#### Entries supplied ####

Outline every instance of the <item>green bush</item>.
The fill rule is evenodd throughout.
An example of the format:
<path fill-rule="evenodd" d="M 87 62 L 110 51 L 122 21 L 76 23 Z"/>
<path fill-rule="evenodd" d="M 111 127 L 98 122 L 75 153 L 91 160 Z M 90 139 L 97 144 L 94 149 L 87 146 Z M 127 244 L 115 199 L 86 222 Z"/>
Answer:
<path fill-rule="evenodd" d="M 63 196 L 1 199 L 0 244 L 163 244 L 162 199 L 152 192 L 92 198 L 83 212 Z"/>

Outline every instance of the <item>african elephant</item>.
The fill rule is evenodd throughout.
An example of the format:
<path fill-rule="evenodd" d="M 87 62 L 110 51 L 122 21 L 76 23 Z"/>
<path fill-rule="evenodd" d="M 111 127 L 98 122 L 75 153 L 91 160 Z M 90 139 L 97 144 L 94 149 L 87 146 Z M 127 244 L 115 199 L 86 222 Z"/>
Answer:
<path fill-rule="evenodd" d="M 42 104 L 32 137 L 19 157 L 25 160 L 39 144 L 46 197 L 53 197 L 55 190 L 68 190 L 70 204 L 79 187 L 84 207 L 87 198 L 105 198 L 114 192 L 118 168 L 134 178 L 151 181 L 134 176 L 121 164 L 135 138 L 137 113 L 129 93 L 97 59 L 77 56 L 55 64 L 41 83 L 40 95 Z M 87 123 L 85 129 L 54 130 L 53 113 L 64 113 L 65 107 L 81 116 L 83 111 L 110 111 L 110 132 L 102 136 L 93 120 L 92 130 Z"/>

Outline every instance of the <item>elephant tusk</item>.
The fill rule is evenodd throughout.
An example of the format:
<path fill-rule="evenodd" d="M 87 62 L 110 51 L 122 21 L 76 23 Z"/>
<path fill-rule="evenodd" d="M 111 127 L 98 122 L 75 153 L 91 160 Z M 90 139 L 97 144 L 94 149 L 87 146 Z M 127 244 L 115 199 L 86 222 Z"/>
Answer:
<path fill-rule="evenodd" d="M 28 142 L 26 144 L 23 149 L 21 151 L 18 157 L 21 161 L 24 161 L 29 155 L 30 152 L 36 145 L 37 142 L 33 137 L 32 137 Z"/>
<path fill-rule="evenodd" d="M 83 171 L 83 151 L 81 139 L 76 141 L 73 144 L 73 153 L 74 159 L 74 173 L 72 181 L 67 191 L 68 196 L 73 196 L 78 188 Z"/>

####

◆ **Your objective**
Return every line of the material above unchanged and in the same order.

◆ **Finished task**
Outline every instance of the <item>green bush</item>.
The fill rule is evenodd throughout.
An example of the format:
<path fill-rule="evenodd" d="M 87 62 L 110 51 L 122 21 L 76 23 Z"/>
<path fill-rule="evenodd" d="M 111 127 L 98 122 L 75 153 L 91 160 Z M 90 139 L 97 144 L 94 149 L 87 146 Z M 127 244 L 115 199 L 86 222 Z"/>
Answer:
<path fill-rule="evenodd" d="M 63 196 L 1 199 L 0 244 L 163 244 L 162 199 L 152 192 L 92 198 L 83 212 Z"/>

Outline every instance of the <item>african elephant</item>.
The fill rule is evenodd throughout.
An example of the format:
<path fill-rule="evenodd" d="M 87 62 L 110 51 L 122 21 L 76 23 Z"/>
<path fill-rule="evenodd" d="M 111 127 L 98 122 L 75 153 L 91 160 Z M 90 139 L 97 144 L 94 149 L 87 146 Z M 127 244 L 115 199 L 86 222 Z"/>
Answer:
<path fill-rule="evenodd" d="M 42 104 L 32 137 L 19 157 L 25 160 L 39 144 L 46 197 L 53 197 L 55 190 L 68 190 L 70 204 L 79 187 L 84 207 L 87 198 L 105 198 L 114 192 L 118 168 L 134 178 L 151 181 L 134 176 L 121 164 L 135 138 L 137 113 L 129 93 L 97 59 L 77 56 L 55 64 L 41 83 L 40 95 Z M 87 123 L 85 129 L 54 130 L 53 113 L 64 113 L 65 107 L 81 116 L 83 111 L 110 111 L 110 132 L 102 136 L 93 120 L 92 130 Z"/>

Outline every instance of the <item>elephant tusk</item>.
The fill rule is evenodd throughout.
An example of the format:
<path fill-rule="evenodd" d="M 87 62 L 110 51 L 122 21 L 76 23 Z"/>
<path fill-rule="evenodd" d="M 111 127 L 98 122 L 75 153 L 91 160 Z M 90 139 L 97 144 L 94 149 L 87 146 Z M 127 244 L 115 199 L 86 222 Z"/>
Answer:
<path fill-rule="evenodd" d="M 28 142 L 26 144 L 23 149 L 21 151 L 18 157 L 21 161 L 24 161 L 29 155 L 30 152 L 36 145 L 37 142 L 33 137 L 32 137 Z"/>
<path fill-rule="evenodd" d="M 83 171 L 83 151 L 81 139 L 76 141 L 73 144 L 73 153 L 74 159 L 74 173 L 72 181 L 67 191 L 68 196 L 73 196 L 78 188 Z"/>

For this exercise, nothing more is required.